* OBJETIVO DEL EJERCICIO
Responda estas preguntas con lo que dice el fragmento sobre el viaje de Luca:
1. ¿Qué se veía en las fotos de Timmy?
2. ¿Qué le aseguró Luca a su amigo al escribirle?
3. ¿Qué llevaba Luca en la valija?

* FRAGMENTO SELECCIONADO
La historia es conocida: Luca vio esas fotos y lo conmovieron, despertaron en él las ganas de viajar a ese lugar lejano para escapar de la lenta agonía que podía ofrecerle Londres. El mito habla de un Luca cautivado por el paisaje de las sierras cordobesas, pero la verdad es que en las fotos de Timmy apenas si se veía una familia sonriente, de espaldas a una tapia, sin mucho paisaje que admirar. ¿Qué fue lo que vio Luca allí? ¿Qué encontró en aquellas imágenes que encendieron sus ganas de partir con rumbo incierto hacia un país sudamericano que apenas si había escuchado nombrar un par de veces? Quizás sería más acertado preguntarse qué cosas no vio Luca en esas fotos para comprender mejor la decisión de su partida. Y en las instantáneas de su amigo en Córdoba Luca no vio a Londres, no vio la humedad de los callejones ni vio la noche eterna tragándoselo entero en pocos días, no vio la heroína persiguiéndolo por todos lados ni la soledad ocupando todos los cuartos de su departamento, no vio la muerte en esas fotos, seguro. Vio y adivinó apenas una oportunidad de zafar, y por esa chance decidió jugarse las últimas fichas que le quedaban.
Luca le escribió a su amigo para contarle sobre sus intenciones, le explicó que quería conocer, le aseguró que viajaba limpio y curado de su adicción. Si bien Mckern nunca creyó la descripción de su amigo con respecto a su adicción, no tuvo problemas en invitarlo a que se viniera un tiempo a las sierras.
Y Luca se fue, con lo poco que tenía, llevándose en la valija el último saque de heroína para el viaje, la despedida de la muerte, la despedida de Londres y su oscuridad, el adiós a esa sombra amenazante que lo persiguió hasta el aeropuerto, desconfiada de la decisión final de Luca. Un Luca raro, de pelo largo, destruido físicamente, cansado y todavía presa de los efectos del último saque cerró los ojos en el avión y ya no pudo soñar con nada. Apenas si recordaba, entre brumosas imágenes, aquella foto de la familia de su amigo. Esa foto que sólo le prometía no toparse con todo aquello que amenazaba con destruirlo en cuestión de horas en cualquier baño londinense.

[Entradas guardadas]
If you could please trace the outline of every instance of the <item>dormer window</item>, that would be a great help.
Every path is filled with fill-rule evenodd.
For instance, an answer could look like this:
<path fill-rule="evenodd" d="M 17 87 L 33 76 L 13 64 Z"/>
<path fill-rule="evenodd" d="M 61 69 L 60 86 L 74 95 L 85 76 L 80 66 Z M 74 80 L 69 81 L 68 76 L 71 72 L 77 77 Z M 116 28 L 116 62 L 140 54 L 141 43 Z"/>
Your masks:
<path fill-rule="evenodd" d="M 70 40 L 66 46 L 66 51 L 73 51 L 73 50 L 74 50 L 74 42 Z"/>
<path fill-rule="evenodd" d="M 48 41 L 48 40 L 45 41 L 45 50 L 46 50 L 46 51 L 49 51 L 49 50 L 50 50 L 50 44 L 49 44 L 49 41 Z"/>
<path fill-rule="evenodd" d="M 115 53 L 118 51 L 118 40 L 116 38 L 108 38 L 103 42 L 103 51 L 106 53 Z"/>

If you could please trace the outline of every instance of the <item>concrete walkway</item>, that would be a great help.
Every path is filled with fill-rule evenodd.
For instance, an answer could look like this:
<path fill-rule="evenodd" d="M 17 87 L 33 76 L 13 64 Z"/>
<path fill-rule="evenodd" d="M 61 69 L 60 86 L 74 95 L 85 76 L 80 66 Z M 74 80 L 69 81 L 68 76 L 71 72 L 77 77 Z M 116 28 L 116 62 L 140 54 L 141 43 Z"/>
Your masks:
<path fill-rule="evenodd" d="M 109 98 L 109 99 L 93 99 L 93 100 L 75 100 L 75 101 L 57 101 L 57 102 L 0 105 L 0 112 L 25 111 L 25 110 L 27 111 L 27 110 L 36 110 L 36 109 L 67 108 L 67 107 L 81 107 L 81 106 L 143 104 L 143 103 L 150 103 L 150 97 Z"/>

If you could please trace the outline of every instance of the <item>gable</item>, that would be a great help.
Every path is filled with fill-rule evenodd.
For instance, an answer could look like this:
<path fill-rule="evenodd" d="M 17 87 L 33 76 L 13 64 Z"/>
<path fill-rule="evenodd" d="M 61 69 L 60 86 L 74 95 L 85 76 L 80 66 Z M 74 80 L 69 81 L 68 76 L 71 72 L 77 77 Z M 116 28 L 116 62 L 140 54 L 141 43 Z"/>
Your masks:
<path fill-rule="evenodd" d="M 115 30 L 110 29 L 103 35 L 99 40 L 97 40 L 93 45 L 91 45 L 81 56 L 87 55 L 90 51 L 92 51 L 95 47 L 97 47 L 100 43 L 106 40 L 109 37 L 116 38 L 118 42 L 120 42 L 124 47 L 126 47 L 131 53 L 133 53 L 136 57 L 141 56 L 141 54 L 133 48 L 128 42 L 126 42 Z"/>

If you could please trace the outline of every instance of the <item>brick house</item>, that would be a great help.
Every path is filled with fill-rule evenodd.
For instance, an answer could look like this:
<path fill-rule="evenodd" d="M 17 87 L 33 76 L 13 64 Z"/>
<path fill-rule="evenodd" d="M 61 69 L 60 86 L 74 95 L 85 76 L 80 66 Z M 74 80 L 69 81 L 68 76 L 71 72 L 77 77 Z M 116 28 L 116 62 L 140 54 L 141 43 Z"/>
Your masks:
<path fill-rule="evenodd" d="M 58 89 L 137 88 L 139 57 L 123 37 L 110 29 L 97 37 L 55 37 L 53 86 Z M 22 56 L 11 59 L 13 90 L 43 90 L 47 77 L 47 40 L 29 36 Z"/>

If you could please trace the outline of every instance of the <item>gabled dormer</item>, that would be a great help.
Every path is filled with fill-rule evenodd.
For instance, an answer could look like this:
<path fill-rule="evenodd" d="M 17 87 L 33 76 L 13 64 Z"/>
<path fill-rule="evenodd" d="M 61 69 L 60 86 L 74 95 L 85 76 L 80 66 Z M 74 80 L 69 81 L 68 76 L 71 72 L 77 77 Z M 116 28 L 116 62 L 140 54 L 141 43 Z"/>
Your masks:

* SOLUCIÓN DEL EJERCICIO
1. Se veía una familia sonriente, de espaldas a una tapia, sin mucho paisaje que admirar.
2. Le aseguró que viajaba limpio y curado de su adicción.
3. Llevaba el último saque de heroína para el viaje.